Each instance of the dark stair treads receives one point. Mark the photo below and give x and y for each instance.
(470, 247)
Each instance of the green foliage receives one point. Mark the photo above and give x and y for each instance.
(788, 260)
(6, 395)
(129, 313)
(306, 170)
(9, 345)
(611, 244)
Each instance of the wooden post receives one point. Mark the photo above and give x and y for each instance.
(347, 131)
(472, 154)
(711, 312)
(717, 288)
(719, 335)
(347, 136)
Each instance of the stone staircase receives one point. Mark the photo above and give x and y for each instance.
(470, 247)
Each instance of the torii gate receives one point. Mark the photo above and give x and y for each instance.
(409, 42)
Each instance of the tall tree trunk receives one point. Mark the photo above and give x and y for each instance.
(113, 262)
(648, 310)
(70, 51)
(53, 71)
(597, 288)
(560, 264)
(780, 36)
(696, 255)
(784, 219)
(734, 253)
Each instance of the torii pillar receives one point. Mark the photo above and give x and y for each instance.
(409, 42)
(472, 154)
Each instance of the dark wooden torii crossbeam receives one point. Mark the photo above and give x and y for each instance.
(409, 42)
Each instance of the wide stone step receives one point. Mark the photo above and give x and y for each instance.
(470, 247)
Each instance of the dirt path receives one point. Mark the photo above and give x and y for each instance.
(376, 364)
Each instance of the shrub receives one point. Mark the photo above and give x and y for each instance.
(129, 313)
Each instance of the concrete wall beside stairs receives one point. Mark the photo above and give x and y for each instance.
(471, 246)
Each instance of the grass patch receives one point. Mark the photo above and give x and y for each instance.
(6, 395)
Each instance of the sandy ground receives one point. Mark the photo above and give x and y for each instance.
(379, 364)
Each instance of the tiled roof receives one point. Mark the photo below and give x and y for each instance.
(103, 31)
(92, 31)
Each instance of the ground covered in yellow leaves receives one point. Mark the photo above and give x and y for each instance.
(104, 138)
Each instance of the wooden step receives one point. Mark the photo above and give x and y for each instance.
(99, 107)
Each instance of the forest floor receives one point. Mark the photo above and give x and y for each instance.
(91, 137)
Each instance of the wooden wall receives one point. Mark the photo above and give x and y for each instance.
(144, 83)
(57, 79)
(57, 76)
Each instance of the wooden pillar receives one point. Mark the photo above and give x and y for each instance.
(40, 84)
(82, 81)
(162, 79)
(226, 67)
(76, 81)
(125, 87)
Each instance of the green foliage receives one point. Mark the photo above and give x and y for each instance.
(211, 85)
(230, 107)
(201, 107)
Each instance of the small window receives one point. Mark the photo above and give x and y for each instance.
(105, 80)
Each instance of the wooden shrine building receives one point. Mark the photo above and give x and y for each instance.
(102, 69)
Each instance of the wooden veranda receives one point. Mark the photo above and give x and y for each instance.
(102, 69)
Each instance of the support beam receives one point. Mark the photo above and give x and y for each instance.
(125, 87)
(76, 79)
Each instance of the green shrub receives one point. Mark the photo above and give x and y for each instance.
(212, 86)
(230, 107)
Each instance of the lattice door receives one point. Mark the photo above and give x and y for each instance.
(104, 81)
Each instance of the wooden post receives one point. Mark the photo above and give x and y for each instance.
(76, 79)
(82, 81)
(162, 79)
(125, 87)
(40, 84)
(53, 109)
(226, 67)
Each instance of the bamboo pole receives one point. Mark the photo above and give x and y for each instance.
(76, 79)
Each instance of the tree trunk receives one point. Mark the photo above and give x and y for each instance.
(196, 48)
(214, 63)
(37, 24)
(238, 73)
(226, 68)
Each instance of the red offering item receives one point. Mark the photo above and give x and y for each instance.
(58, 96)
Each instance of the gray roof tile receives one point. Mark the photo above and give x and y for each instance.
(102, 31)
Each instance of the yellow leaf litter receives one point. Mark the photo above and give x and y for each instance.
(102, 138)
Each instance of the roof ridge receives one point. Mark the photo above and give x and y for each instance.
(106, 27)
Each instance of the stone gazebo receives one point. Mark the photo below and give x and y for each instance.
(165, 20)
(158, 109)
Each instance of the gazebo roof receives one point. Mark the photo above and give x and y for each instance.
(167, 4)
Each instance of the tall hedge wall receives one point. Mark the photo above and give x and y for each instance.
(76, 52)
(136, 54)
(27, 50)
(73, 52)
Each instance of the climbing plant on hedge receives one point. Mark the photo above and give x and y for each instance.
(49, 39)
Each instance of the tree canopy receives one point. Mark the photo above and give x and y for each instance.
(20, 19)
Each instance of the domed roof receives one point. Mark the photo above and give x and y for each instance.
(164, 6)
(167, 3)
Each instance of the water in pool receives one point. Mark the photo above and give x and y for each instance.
○ ○ ○ ○ ○ ○ ○
◆ Task description
Exactly and only the lines from the line containing "Each instance of the climbing" through the last line of the entries should be copied, both ends included.

◆ Written solution
Each instance of the climbing plant on hedge receives one point. Mark the photo above and give x and y for each instance.
(49, 39)
Each instance of the tree canopy receives one point. Mark the photo above and give x and y for each instance.
(20, 19)
Each instance of the domed roof receives one point. Mark the photo above and give x and y for each instance.
(164, 6)
(167, 3)
Each instance of the water in pool receives one point. Mark the photo above and give x and y for each instance.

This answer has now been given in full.